◆ The problem:
Below are the entries; give again exactly the lines from the one mentioning "In the photo above, where can the asphalt" through the one mentioning "Target: grass lawn", inclusive.

◆ Provided data:

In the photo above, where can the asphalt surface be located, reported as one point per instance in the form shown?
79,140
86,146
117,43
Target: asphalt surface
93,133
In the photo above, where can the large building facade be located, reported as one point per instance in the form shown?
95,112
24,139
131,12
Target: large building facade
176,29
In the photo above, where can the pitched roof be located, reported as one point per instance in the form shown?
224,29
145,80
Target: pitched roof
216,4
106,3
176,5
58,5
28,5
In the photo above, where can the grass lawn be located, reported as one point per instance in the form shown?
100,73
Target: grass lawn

...

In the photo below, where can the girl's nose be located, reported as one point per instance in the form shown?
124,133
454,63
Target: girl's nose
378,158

--

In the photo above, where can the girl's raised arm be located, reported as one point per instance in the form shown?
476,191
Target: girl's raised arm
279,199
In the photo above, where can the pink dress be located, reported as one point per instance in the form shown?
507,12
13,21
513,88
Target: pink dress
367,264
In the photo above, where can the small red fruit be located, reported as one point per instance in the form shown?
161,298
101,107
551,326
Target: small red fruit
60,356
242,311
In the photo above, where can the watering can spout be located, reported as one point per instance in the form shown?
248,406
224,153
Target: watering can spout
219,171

◆ Your solution:
In the photo above, where can the asphalt surface be located, reported as one point per instance in the form shown?
79,140
86,146
117,43
Target: asphalt surface
93,133
In the photo above, where can the large building facade be located, reported as one point per instance in the form shown?
95,112
24,139
131,12
Target: large building facade
176,29
In the photo above, where can the pitched roof be located, reported as one point per instance in the form shown?
224,29
145,80
Target: pitched roof
216,4
106,3
176,5
58,5
28,5
In the photo above, where can the grass lawn be located, reported as one point per instance in the form shown?
100,73
Target: grass lawn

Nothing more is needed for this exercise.